- [Exercise instructions]
Would you transcribe the line that holds "railing in the photo above." and all the lines below it, through the final one, exactly and with nothing else?

== Segment start ==

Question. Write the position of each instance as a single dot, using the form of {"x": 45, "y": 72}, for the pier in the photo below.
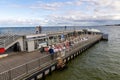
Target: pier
{"x": 34, "y": 65}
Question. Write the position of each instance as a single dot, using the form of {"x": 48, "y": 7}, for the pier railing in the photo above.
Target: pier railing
{"x": 7, "y": 39}
{"x": 37, "y": 64}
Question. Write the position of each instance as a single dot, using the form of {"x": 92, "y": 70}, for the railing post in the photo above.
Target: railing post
{"x": 4, "y": 43}
{"x": 10, "y": 77}
{"x": 39, "y": 62}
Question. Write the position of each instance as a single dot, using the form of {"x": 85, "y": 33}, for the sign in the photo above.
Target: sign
{"x": 2, "y": 50}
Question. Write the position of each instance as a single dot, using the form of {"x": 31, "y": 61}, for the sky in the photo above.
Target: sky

== Segment end ==

- [Result]
Question. Write the position of each instance as a single dot, using the form of {"x": 48, "y": 7}, for the pier railing in the photo above.
Target: pier railing
{"x": 7, "y": 39}
{"x": 37, "y": 64}
Question. Write the position of each instance as a single dot, using the form of {"x": 92, "y": 70}, for the railing post in the photo above.
Target: railing post
{"x": 4, "y": 43}
{"x": 10, "y": 77}
{"x": 39, "y": 62}
Question. Write the position of each instance as a single dot, using the form of {"x": 85, "y": 33}, for the sign in the photo above.
Target: sign
{"x": 2, "y": 50}
Question. Write the position of each instance as a single dot, using the form of {"x": 31, "y": 61}, for the sky in the photo above.
Target: sky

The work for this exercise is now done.